* **WHAT THE TASK ASKS**
Below is a listing; restate from it, character for character, the lines beginning at the line holding "Target: club crest on shorts" and ending at the line holding "Target: black athletic shorts", both included.

* **PROVIDED DATA**
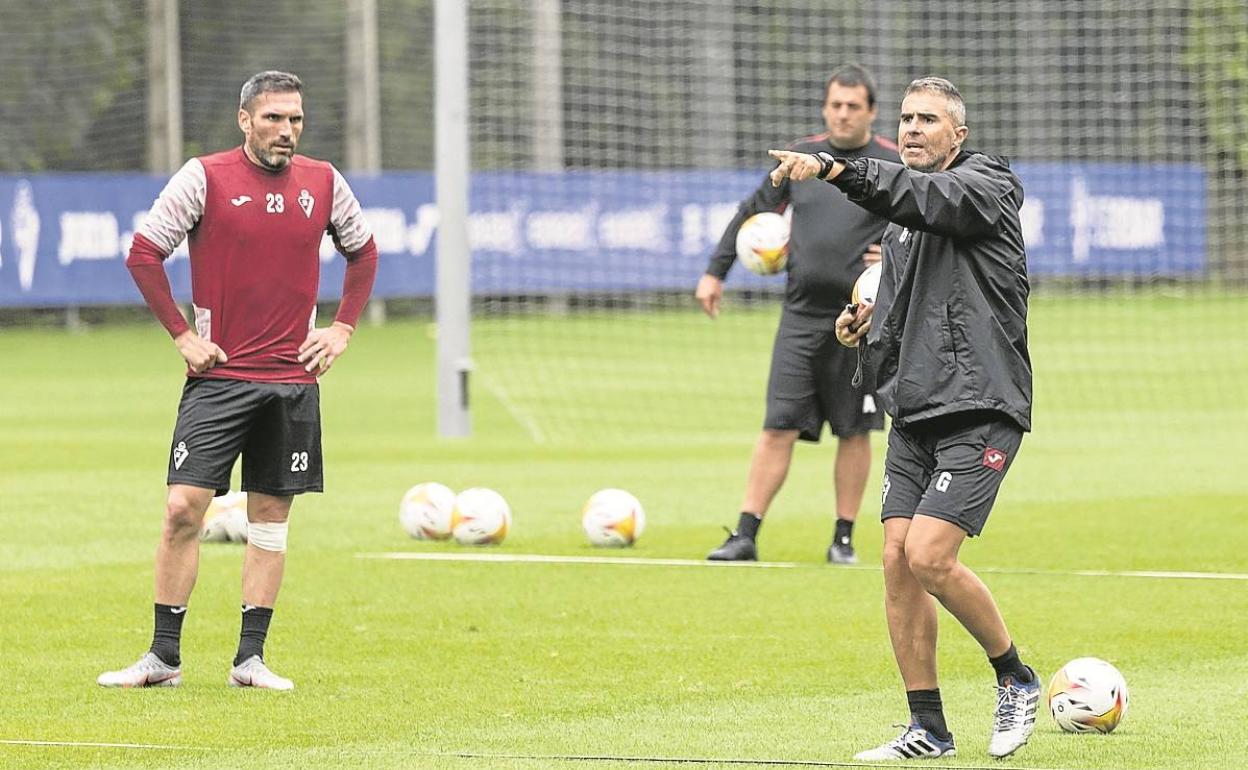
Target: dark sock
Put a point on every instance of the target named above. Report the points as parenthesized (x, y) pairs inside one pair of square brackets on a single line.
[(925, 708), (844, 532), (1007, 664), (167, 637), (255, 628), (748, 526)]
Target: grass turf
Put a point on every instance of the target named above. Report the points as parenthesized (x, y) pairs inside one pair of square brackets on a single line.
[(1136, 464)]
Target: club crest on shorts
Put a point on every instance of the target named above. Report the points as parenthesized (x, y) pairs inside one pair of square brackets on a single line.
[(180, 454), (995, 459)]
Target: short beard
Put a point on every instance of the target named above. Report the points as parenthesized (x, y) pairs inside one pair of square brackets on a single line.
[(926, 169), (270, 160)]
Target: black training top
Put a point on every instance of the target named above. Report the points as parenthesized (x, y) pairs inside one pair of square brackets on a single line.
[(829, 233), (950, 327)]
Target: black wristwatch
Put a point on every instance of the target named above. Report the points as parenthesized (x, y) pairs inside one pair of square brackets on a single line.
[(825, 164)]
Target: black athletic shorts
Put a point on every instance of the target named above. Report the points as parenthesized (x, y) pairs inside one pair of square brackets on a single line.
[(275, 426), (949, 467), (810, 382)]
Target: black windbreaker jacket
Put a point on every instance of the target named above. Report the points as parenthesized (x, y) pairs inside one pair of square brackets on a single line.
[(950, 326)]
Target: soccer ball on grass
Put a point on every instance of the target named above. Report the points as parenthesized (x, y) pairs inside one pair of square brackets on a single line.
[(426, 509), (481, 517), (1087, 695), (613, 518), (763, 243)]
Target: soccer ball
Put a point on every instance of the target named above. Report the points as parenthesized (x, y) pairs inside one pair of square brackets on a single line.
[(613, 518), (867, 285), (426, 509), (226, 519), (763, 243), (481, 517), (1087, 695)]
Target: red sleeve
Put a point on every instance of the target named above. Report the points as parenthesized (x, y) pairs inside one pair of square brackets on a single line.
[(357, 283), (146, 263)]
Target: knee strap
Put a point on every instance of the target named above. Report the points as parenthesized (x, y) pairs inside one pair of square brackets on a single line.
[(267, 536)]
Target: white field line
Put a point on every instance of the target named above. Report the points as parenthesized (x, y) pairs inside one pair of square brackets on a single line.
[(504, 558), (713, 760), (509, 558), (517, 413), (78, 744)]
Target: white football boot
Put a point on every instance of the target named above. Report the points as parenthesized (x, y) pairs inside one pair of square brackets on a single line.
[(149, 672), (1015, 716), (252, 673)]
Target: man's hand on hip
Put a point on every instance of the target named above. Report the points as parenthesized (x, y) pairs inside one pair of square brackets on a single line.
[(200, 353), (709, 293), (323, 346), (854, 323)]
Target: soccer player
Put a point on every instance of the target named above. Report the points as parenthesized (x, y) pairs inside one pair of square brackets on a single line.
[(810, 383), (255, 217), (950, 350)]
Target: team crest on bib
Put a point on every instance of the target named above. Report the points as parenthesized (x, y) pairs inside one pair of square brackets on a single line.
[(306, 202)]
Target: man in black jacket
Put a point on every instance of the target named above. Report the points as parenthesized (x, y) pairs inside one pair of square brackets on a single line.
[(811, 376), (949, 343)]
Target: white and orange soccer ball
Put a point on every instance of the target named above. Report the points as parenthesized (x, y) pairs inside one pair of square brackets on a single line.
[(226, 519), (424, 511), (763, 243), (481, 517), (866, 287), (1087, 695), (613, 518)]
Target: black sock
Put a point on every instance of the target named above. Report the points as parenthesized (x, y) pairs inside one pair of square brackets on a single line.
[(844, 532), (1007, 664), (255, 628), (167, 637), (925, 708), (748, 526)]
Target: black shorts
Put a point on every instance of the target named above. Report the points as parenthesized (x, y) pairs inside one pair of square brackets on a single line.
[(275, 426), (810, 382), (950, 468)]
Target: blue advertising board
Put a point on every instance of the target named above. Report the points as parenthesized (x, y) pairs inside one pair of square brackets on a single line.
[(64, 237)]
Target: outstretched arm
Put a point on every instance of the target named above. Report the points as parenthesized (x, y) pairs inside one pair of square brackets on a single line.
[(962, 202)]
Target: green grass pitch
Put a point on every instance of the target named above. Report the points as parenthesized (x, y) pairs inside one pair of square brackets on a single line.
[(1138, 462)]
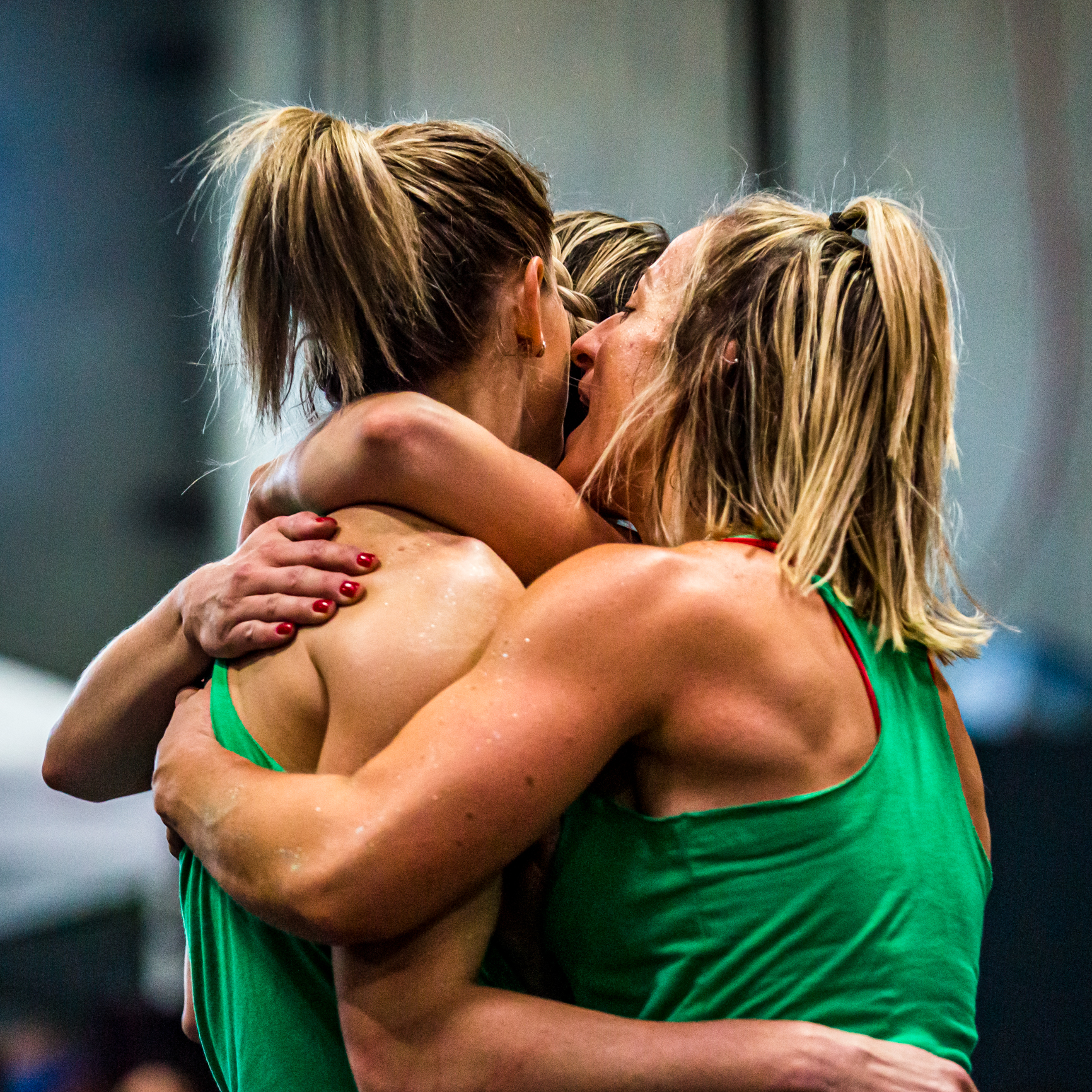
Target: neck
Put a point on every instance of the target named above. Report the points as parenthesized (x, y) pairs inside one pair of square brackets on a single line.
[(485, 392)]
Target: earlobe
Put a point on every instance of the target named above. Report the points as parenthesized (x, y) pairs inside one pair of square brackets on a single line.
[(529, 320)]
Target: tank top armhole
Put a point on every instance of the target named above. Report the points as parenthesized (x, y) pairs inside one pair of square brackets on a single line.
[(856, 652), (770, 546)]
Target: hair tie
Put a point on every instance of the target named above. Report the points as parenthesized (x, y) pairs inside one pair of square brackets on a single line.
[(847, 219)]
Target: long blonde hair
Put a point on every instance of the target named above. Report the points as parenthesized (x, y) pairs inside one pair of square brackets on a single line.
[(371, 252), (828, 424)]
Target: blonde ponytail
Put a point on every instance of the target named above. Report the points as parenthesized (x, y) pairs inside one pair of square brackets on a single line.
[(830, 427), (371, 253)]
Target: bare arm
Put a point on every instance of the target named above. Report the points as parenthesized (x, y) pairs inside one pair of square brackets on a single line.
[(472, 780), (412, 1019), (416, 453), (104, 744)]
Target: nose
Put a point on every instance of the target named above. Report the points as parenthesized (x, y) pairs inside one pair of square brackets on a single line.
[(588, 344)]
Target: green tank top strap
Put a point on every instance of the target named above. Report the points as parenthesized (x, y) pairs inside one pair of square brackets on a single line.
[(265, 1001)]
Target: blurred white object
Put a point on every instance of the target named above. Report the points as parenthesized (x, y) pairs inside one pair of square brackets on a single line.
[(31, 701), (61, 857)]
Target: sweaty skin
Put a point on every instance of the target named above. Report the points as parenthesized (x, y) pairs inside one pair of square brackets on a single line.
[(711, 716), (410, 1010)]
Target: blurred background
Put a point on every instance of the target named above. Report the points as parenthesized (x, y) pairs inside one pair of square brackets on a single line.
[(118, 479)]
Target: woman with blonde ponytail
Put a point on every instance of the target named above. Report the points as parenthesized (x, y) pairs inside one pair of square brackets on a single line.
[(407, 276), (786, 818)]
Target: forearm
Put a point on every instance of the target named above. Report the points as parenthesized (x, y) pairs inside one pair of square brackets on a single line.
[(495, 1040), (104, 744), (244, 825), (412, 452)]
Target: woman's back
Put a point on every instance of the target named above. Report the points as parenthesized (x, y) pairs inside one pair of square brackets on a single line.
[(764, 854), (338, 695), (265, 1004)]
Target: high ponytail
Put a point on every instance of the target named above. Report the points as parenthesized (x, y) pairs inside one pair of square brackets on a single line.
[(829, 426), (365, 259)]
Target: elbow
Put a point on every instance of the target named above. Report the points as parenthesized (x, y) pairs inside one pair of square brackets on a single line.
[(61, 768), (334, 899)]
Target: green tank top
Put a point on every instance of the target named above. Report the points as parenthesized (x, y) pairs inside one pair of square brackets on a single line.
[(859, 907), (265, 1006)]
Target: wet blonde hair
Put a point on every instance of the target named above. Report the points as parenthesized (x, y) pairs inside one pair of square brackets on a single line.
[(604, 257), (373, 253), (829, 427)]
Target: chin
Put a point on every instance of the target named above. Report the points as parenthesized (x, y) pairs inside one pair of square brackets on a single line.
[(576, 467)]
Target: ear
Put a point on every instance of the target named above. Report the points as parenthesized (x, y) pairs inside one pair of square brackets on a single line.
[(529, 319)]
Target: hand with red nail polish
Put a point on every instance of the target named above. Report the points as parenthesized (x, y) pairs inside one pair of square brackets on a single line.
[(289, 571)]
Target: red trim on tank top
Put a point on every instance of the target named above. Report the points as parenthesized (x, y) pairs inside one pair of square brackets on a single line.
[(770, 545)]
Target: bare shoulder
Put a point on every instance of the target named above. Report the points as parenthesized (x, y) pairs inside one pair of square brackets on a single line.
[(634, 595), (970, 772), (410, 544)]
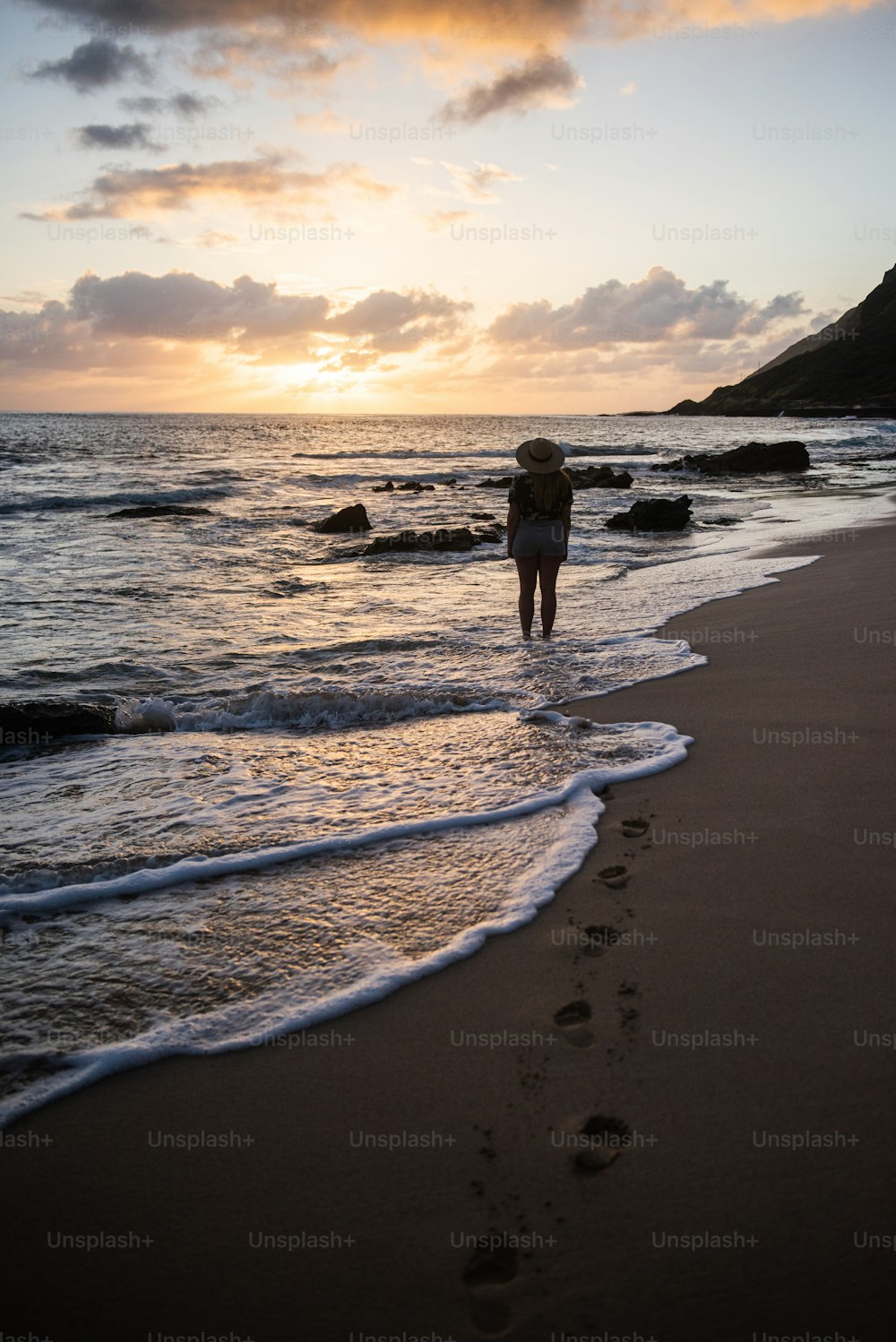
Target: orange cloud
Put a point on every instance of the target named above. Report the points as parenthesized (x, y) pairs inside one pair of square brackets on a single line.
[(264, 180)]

* **RESULT OF THIS EXERCISE**
Target: club crest on shorts
Put a point on every instance of the target named above. Report the points as parenthesized (x, y) pairs inside one pair of square brackets on a single line.
[(180, 454), (995, 459)]
Target: short beard
Put a point on every instance of the target named above. Report the points as parenthesized (x, y) pairs inside one pair of square brackets on a single line.
[(926, 169), (270, 160)]
Target: black training top
Put a point on every instance of the target named above. Report the points as parenthesized (x, y) pairs inside one pair of square brackets on a single line.
[(829, 233), (950, 327)]
Target: black wristwatch
Put a point on every instance of the target named above. Report the points as parenthesized (x, y) pairs inside one pair of square brackets on a single line.
[(825, 164)]
Target: black athletic shorts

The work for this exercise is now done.